The problem: Gather every line of the material below that contains the string "white", copying each line in full.

[Outline annotation records]
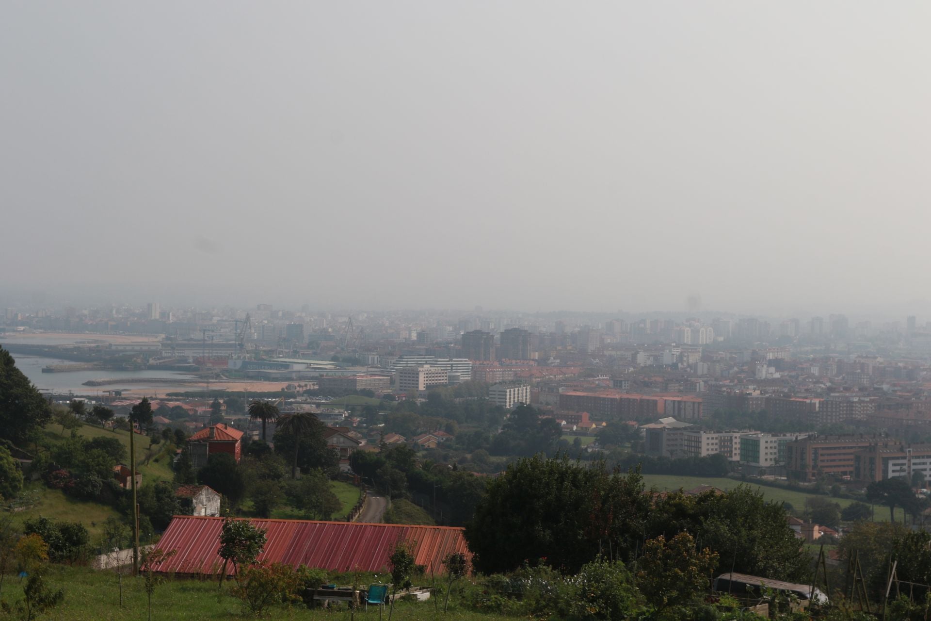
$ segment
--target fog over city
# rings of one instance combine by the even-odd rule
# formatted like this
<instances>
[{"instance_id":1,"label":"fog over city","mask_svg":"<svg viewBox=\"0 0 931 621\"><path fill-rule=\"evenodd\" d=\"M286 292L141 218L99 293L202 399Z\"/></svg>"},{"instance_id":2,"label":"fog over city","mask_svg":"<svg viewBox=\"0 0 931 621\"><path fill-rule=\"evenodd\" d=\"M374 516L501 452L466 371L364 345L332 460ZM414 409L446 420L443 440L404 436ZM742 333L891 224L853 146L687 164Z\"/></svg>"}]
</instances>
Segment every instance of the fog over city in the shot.
<instances>
[{"instance_id":1,"label":"fog over city","mask_svg":"<svg viewBox=\"0 0 931 621\"><path fill-rule=\"evenodd\" d=\"M931 312L921 3L7 3L0 304Z\"/></svg>"}]
</instances>

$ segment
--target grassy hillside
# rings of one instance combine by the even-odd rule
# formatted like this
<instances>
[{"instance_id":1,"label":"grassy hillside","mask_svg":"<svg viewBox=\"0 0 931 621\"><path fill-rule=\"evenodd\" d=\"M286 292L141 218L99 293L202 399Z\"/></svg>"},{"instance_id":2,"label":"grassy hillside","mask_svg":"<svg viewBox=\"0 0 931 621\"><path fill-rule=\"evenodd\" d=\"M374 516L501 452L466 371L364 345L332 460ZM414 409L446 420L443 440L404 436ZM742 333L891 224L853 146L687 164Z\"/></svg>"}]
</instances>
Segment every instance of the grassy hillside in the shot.
<instances>
[{"instance_id":1,"label":"grassy hillside","mask_svg":"<svg viewBox=\"0 0 931 621\"><path fill-rule=\"evenodd\" d=\"M395 500L391 508L385 512L382 520L385 524L425 524L433 526L437 522L430 514L420 508L410 500Z\"/></svg>"},{"instance_id":2,"label":"grassy hillside","mask_svg":"<svg viewBox=\"0 0 931 621\"><path fill-rule=\"evenodd\" d=\"M369 584L371 575L358 576L359 584ZM352 579L340 581L351 584ZM0 597L10 602L22 600L24 583L10 578L4 581ZM48 584L64 588L64 601L42 618L68 619L69 621L124 621L146 618L146 595L142 578L123 578L124 607L119 606L119 590L113 572L95 572L87 567L53 566ZM229 583L232 584L232 583ZM229 586L220 591L214 580L199 581L169 579L159 585L152 596L153 619L178 619L202 621L209 619L254 619L243 616L238 600L229 594ZM453 599L453 603L455 599ZM334 607L335 608L335 607ZM387 619L387 612L382 614ZM398 602L395 604L394 618L406 621L433 621L437 618L433 601L421 603ZM368 612L357 611L353 618L378 619L379 611L370 607ZM344 605L335 610L308 610L303 605L288 608L274 606L268 616L272 621L306 619L307 621L349 621L350 614ZM495 614L450 611L443 615L447 621L503 621L508 618ZM513 618L513 617L511 617Z\"/></svg>"},{"instance_id":3,"label":"grassy hillside","mask_svg":"<svg viewBox=\"0 0 931 621\"><path fill-rule=\"evenodd\" d=\"M26 491L38 494L39 502L35 506L15 514L20 524L24 520L39 516L53 520L79 521L90 533L90 540L93 543L101 533L104 520L110 516L120 517L112 506L86 500L76 500L65 495L61 490L52 490L42 483L32 483Z\"/></svg>"},{"instance_id":4,"label":"grassy hillside","mask_svg":"<svg viewBox=\"0 0 931 621\"><path fill-rule=\"evenodd\" d=\"M65 431L61 435L61 428L54 424L46 427L46 439L49 443L54 444L62 440L70 432ZM82 438L92 439L94 438L116 438L126 447L126 452L129 454L129 432L122 429L102 429L94 425L83 425L77 429L77 434ZM171 469L171 460L174 458L174 445L160 442L152 444L148 436L136 434L136 463L140 473L142 475L142 482L149 480L171 480L174 475Z\"/></svg>"},{"instance_id":5,"label":"grassy hillside","mask_svg":"<svg viewBox=\"0 0 931 621\"><path fill-rule=\"evenodd\" d=\"M330 488L336 494L336 497L343 503L343 508L336 514L338 520L342 520L349 514L352 507L358 502L359 489L352 483L342 480L330 481Z\"/></svg>"},{"instance_id":6,"label":"grassy hillside","mask_svg":"<svg viewBox=\"0 0 931 621\"><path fill-rule=\"evenodd\" d=\"M735 479L725 479L721 477L682 477L679 475L643 475L643 481L646 483L648 488L655 487L657 490L668 491L678 490L679 488L691 490L698 487L699 485L713 485L721 490L732 490L740 485L742 482ZM805 492L795 492L794 490L782 490L776 487L770 487L768 485L754 485L753 483L745 484L762 492L763 497L765 497L766 500L779 503L789 503L796 511L801 511L804 508L805 500L807 498L818 495ZM827 498L827 496L822 497ZM840 505L841 508L843 508L844 506L855 502L845 498L831 498L830 500ZM888 509L879 507L876 511L874 511L874 520L878 521L888 521Z\"/></svg>"},{"instance_id":7,"label":"grassy hillside","mask_svg":"<svg viewBox=\"0 0 931 621\"><path fill-rule=\"evenodd\" d=\"M333 520L340 521L344 520L352 507L358 502L358 488L351 483L341 480L330 481L330 489L332 490L336 497L340 499L342 506L333 514ZM279 506L272 511L272 517L277 520L306 520L304 511L299 511L292 506Z\"/></svg>"}]
</instances>

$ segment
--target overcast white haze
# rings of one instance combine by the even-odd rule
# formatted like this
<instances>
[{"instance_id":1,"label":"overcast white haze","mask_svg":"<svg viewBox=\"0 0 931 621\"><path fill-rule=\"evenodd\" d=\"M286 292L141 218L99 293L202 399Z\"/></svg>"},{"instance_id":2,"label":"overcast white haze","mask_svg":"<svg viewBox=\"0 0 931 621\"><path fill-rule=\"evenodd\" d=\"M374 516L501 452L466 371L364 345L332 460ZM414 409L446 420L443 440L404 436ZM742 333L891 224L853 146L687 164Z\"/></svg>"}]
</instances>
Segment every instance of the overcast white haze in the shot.
<instances>
[{"instance_id":1,"label":"overcast white haze","mask_svg":"<svg viewBox=\"0 0 931 621\"><path fill-rule=\"evenodd\" d=\"M6 2L0 299L927 307L924 2Z\"/></svg>"}]
</instances>

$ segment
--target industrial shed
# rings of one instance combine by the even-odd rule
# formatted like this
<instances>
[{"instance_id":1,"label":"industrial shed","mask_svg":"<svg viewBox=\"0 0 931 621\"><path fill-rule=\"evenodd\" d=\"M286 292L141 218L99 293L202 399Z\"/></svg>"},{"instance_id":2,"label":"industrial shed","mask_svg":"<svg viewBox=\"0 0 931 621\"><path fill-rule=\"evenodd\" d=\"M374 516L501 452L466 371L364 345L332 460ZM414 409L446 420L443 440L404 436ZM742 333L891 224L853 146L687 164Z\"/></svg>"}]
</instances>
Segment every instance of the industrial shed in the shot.
<instances>
[{"instance_id":1,"label":"industrial shed","mask_svg":"<svg viewBox=\"0 0 931 621\"><path fill-rule=\"evenodd\" d=\"M266 531L259 560L331 572L382 572L398 542L413 542L414 560L427 573L443 574L443 559L452 552L470 557L463 529L451 526L408 526L304 520L253 520ZM215 574L223 564L217 553L223 518L175 516L158 542L158 549L176 550L160 563L160 573ZM227 573L234 573L232 566Z\"/></svg>"}]
</instances>

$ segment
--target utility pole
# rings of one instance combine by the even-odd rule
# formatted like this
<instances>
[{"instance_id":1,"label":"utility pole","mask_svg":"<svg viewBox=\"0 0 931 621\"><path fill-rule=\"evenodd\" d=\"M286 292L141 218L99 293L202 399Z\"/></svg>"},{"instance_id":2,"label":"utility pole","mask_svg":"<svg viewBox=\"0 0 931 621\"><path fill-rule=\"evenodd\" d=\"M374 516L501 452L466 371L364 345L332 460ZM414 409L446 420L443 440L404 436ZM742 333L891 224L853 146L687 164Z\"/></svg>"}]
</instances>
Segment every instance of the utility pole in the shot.
<instances>
[{"instance_id":1,"label":"utility pole","mask_svg":"<svg viewBox=\"0 0 931 621\"><path fill-rule=\"evenodd\" d=\"M139 575L139 505L136 502L136 424L129 416L129 485L132 487L132 574Z\"/></svg>"}]
</instances>

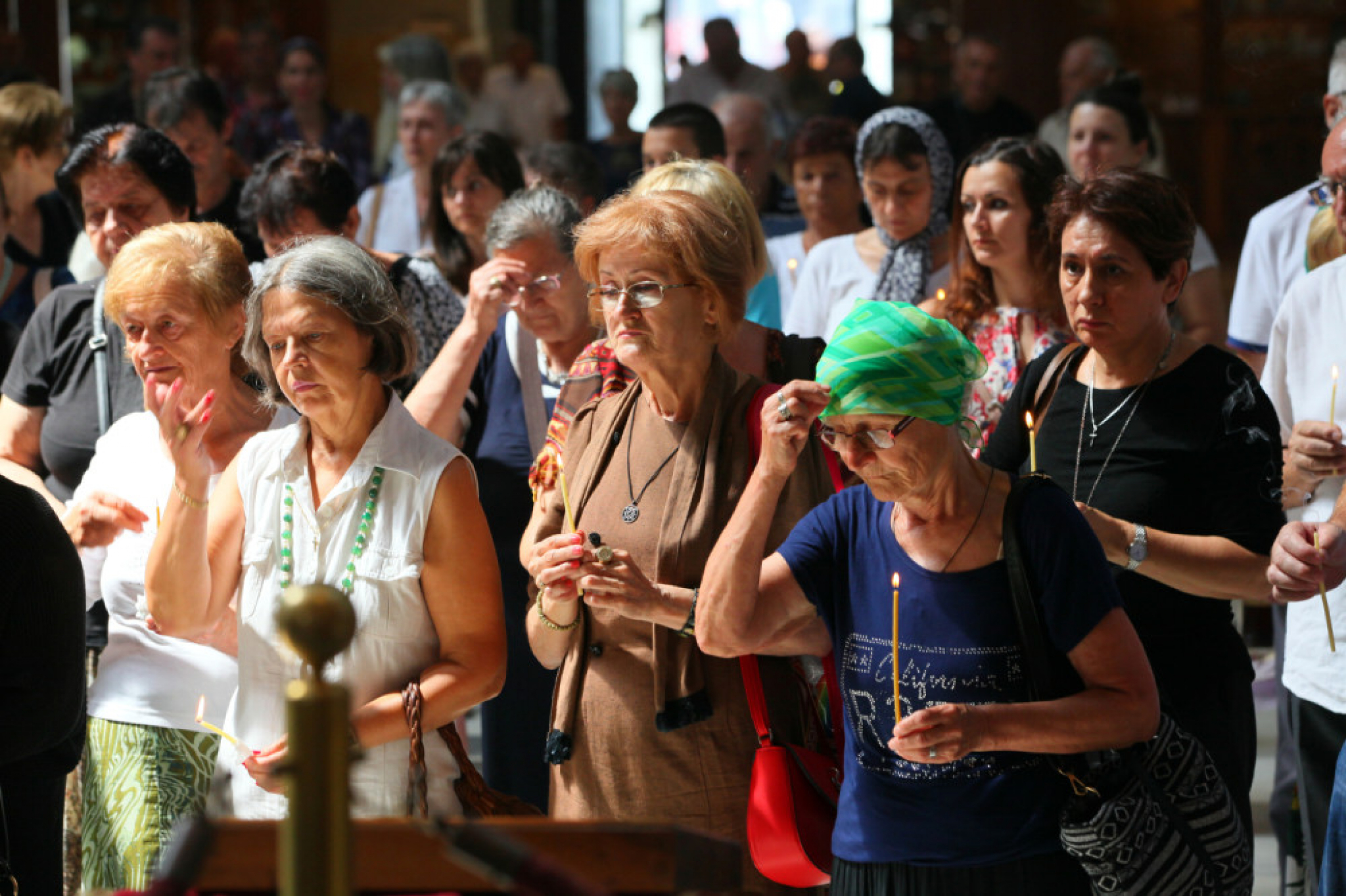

Exercise result:
--target overcast white haze
[{"instance_id":1,"label":"overcast white haze","mask_svg":"<svg viewBox=\"0 0 931 621\"><path fill-rule=\"evenodd\" d=\"M286 292L141 218L99 293L202 399Z\"/></svg>"},{"instance_id":2,"label":"overcast white haze","mask_svg":"<svg viewBox=\"0 0 931 621\"><path fill-rule=\"evenodd\" d=\"M374 516L501 452L466 371L364 345L332 460ZM414 409L446 420L443 440L404 436ZM742 333L891 224L853 146L687 164Z\"/></svg>"}]
Segment every instance of the overcast white haze in the shot.
[{"instance_id":1,"label":"overcast white haze","mask_svg":"<svg viewBox=\"0 0 931 621\"><path fill-rule=\"evenodd\" d=\"M6 2L0 299L927 307L924 2Z\"/></svg>"}]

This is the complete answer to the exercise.